=== Material to process ===
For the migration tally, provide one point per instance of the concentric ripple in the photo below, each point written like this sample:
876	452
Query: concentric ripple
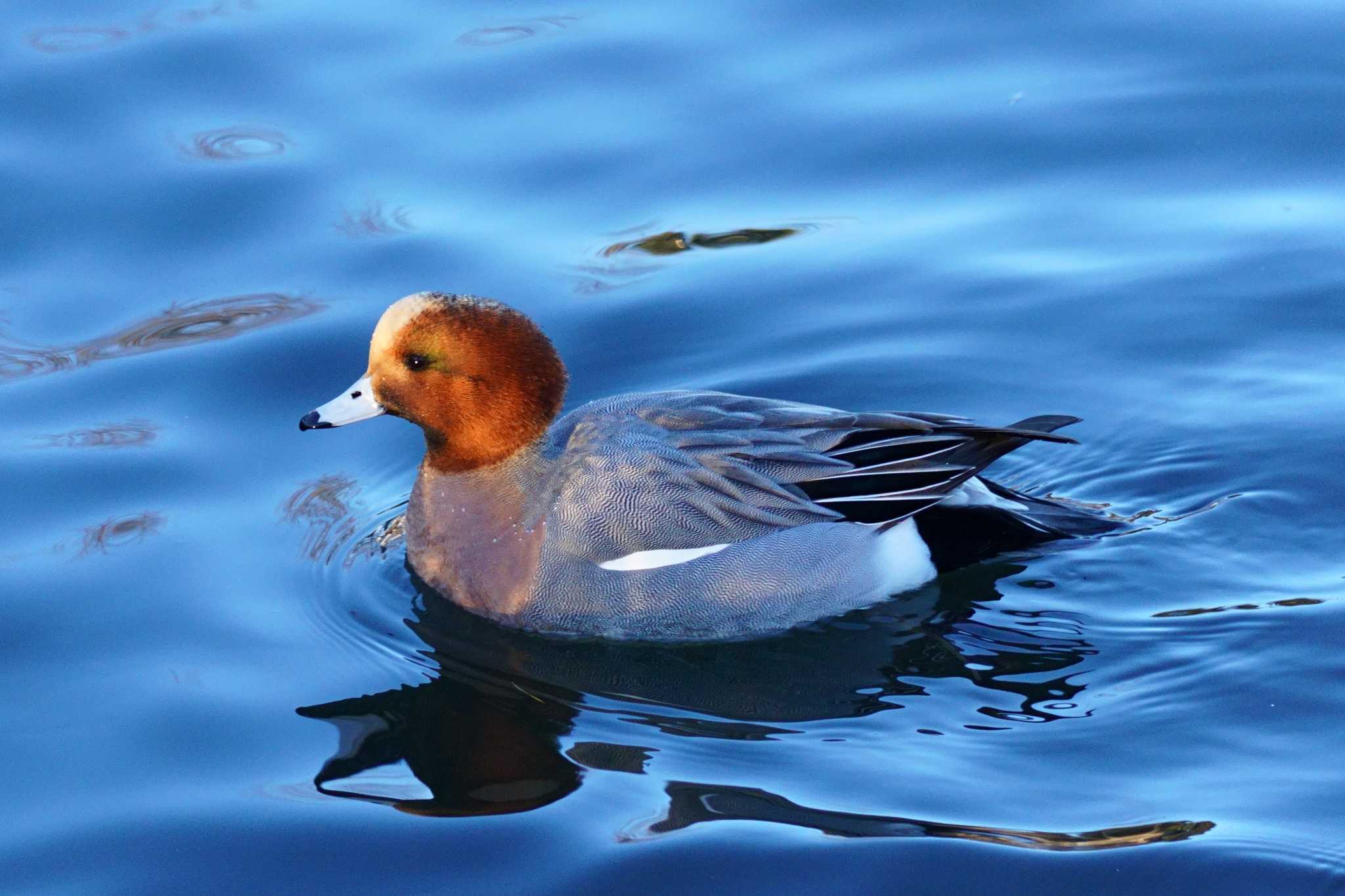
237	142
178	327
===
-- Prompt --
With the images excluded, output every record verbatim.

-- Solved exercise --
For the migration tally, provide one point per instance of the concentric ripple in the photo below, each point written like this sample:
876	452
Query: concentric ripple
237	142
178	327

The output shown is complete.